#### [SOURCE DOCUMENT]
[start]
Fully costumed, down to red athletic shoes, Kirschner emerged from the depths just as the National Anthem ended, in time for the introduction of the players and the booing of the coach.
Working the crowd like an Arkansas politician at a catfish fry, Kirschner quickly began his own special brand of, well, bullshtick: shaking hands with adults, escorting young children around by the hand, signing autographs, posing for photos, bumming popcorn, pulling a pigtail, accepting a kiss on the nose, applauding a Michael Jordan double-pump, waving his hands as New Jersey`s Darryl Dawkins attempted a pair of free throws (he missed both) and keeping a discreet distance from a member of the halftime-entertainment team, a police-canine-unit German shepherd (no harm, no growl).
After the game, a turgid affair–Bulls 108, Nets 94–he took a shower and changed back into mufti.
”I was told tonight that the visiting teams don`t like it when I wave as they`re shooting free throws. They said it`s not good sportsmanship. I told them, `That`s funny. Here you have grown men cursing each other out, throwing elbows, and they`re talking to me about sportsmanship.` ”
[end]
#### [DATA LISTING]
[start]
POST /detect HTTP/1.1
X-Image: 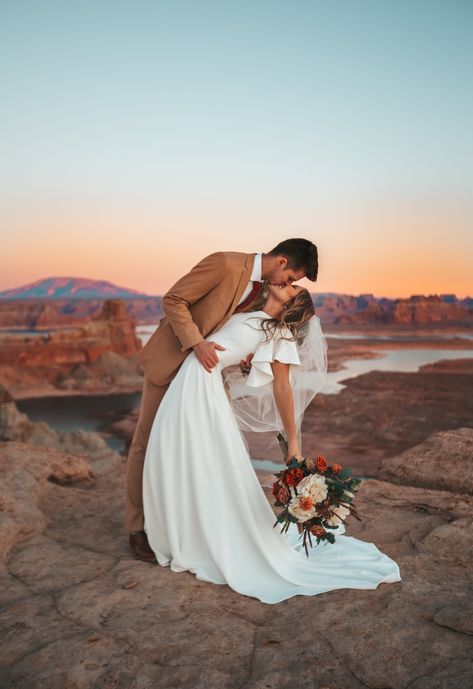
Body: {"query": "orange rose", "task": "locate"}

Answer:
[299,496,314,510]
[276,486,290,502]
[284,469,304,486]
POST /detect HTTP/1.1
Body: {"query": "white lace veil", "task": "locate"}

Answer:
[224,315,327,439]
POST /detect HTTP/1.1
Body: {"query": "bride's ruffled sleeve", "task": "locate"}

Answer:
[246,330,301,388]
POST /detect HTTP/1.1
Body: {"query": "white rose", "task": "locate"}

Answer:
[325,505,350,526]
[297,474,327,503]
[287,497,317,522]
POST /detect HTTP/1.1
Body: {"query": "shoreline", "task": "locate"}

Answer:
[5,329,473,400]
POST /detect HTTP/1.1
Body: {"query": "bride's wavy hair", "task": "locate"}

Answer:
[245,288,315,344]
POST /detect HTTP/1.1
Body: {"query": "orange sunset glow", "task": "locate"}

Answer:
[1,196,473,297]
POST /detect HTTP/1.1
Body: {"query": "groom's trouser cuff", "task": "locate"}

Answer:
[125,377,169,531]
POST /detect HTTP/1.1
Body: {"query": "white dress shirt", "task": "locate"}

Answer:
[238,254,263,305]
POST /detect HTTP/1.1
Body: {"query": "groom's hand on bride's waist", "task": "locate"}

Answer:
[193,340,225,373]
[240,354,253,376]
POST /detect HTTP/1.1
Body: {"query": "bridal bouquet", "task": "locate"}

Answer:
[273,434,361,556]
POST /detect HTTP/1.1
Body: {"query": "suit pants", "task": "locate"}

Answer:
[125,376,169,531]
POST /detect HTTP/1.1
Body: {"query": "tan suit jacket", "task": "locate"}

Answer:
[139,251,256,385]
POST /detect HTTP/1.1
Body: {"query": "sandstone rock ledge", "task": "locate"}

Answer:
[0,442,473,689]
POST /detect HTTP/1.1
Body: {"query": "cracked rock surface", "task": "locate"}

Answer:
[0,431,473,689]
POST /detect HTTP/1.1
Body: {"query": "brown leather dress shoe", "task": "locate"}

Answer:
[130,531,157,562]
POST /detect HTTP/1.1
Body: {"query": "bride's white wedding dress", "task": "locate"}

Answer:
[143,311,401,603]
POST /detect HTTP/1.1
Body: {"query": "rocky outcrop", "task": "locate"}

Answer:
[0,386,121,469]
[315,294,473,328]
[378,428,473,495]
[0,442,94,569]
[0,430,473,689]
[0,300,142,396]
[391,295,466,325]
[0,297,163,330]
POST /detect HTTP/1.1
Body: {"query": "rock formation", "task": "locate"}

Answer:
[0,432,473,689]
[378,428,473,495]
[0,300,142,396]
[0,386,122,476]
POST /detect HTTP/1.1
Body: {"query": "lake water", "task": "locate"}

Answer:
[17,332,473,456]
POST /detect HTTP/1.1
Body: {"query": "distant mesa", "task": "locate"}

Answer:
[0,277,148,299]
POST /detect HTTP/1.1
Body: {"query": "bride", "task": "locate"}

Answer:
[143,285,401,603]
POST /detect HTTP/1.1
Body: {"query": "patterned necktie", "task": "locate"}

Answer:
[233,280,263,313]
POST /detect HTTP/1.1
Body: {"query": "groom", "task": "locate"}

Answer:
[125,239,318,562]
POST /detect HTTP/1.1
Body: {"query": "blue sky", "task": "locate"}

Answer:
[0,0,473,296]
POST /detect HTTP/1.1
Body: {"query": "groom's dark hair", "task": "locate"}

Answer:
[269,239,319,282]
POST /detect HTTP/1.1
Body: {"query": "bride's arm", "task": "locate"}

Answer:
[271,361,301,459]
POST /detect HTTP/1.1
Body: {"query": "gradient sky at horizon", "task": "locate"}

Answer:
[0,0,473,297]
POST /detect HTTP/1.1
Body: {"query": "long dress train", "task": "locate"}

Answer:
[143,311,401,603]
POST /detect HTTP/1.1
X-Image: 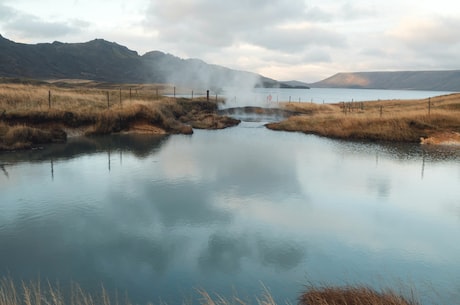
[end]
#### [LIST OF TASKS]
A: According to the passage about Kirschner at the basketball game, what was the final score?
B: Show each line of the records that contains the word "hair".
The text and the records are unrelated material.

#### [OUTPUTS IN ORDER]
A: Bulls 108, Nets 94.

B:
Body: {"query": "bride's wavy hair", "task": "locate"}
Body: {"query": "groom's dark hair", "task": "locate"}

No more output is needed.